■ Selected passage
═══
Well, I'm interested in finding out how some OSes start process
_without_ fork() or some similar paradigm, and (now I think of it)
whether the parent/child relationship exists in all OSes. As you point
out, the system()/fork()/exec() functions are in perl even on systems
like MacOS which might have some totally different approach to spawning
processes (or they might not, I don't know for sure)

P
 
J

John W. Kennedy

pkent said:
Well, I'm interested in finding out how some OSes start process
_without_ fork() or some similar paradigm,

Outside of Unix, a new "process" or "task" is normally invoked in an
opsys function that combines new-process with call semantics. (Which,
of course, most Unix forks end up doing, anyway.) Load-callable-binary
semantics are often included in the same function. Most people with
experience on other opsys's tend to regard the Unix fork when they meet
it as somewhere between crufty and obscene.
═══
Entries for labeling bounding boxes

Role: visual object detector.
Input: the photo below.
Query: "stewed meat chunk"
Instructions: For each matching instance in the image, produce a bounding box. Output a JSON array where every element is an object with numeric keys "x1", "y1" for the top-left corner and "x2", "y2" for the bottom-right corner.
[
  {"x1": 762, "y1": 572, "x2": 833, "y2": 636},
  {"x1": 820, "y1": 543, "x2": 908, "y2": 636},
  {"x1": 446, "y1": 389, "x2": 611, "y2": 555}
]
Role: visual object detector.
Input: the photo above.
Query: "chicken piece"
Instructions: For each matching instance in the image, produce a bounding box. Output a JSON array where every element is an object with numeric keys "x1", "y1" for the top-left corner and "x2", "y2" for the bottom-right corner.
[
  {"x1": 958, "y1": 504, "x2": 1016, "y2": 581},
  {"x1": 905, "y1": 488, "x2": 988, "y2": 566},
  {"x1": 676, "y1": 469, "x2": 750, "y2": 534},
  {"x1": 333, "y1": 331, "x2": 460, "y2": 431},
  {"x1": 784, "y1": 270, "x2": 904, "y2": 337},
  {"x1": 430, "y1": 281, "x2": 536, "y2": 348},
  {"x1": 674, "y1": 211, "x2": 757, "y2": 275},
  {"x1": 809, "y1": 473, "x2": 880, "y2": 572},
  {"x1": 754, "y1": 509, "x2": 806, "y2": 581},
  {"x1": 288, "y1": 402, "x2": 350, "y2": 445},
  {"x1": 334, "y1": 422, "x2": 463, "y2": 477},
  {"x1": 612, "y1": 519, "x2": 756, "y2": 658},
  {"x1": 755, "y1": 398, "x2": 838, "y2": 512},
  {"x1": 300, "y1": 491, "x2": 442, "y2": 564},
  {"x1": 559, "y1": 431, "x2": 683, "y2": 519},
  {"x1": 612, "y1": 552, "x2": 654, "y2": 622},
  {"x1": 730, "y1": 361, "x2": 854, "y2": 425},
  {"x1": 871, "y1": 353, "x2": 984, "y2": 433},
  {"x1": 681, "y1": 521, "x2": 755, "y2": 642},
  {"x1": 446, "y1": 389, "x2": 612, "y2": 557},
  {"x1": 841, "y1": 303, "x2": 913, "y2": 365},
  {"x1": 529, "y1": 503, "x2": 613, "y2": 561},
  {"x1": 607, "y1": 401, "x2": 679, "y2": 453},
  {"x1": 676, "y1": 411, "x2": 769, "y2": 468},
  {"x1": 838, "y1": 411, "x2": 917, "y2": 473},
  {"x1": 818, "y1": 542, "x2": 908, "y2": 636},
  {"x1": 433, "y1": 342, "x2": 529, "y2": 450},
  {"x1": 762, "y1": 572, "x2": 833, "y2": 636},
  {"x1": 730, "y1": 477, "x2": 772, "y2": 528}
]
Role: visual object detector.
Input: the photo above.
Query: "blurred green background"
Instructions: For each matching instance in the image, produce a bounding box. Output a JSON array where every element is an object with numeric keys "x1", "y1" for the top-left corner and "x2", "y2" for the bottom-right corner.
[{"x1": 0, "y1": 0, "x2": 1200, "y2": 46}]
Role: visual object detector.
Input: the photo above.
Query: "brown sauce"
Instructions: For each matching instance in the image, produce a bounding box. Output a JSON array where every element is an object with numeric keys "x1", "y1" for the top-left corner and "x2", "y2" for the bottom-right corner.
═══
■ Task list
- 1) Answer these about the process-creation thread:
(a) Which functions does the thread say are in perl even on systems like MacOS?
(b) Outside of Unix, a new process is normally invoked in an opsys function that combines new-process with what?
(c) According to the thread, how do most people with experience on other opsys's regard the Unix fork when they meet it?
- 2) Set down the part of the process-creation thread that opens with the words containing "Outside of Unix, a" and closes with "crufty and obscene.".
- 3) Take the process-creation thread further from the point where it stops.

■ Exercise answers
- 1)
(a) The system()/fork()/exec() functions.
(b) Call semantics.
(c) As somewhere between crufty and obscene.

- 2)
Outside of Unix, a new "process" or "task" is normally invoked in an
opsys function that combines new-process with call semantics. (Which,
of course, most Unix forks end up doing, anyway.) Load-callable-binary
semantics are often included in the same function. Most people with
experience on other opsys's tend to regard the Unix fork when they meet
it as somewhere between crufty and obscene.

- 3)
And, indeed, coming from a non-Unix background (IBM mainframe), myself,
about the only good thing I see about fork is that it's much easier to
emulate non-Unix process-creating semantics using fork than to emulate
fork from the other operating systems.

--
John W. Kennedy
"But now is a new thing which is very old--
that the rich make themselves richer and not poorer,
which is the true Gospel, for the poor's sake."
-- Charles Williams. "Judgement at Chelmsford"
 
A

Anno Siegel

John W. Kennedy said:
Outside of Unix, a new "process" or "task" is normally invoked in an
opsys function that combines new-process with call semantics. (Which,
of course, most Unix forks end up doing, anyway.) Load-callable-binary
semantics are often included in the same function. Most people with
experience on other opsys's tend to regard the Unix fork when they meet
it as somewhere between crufty and obscene.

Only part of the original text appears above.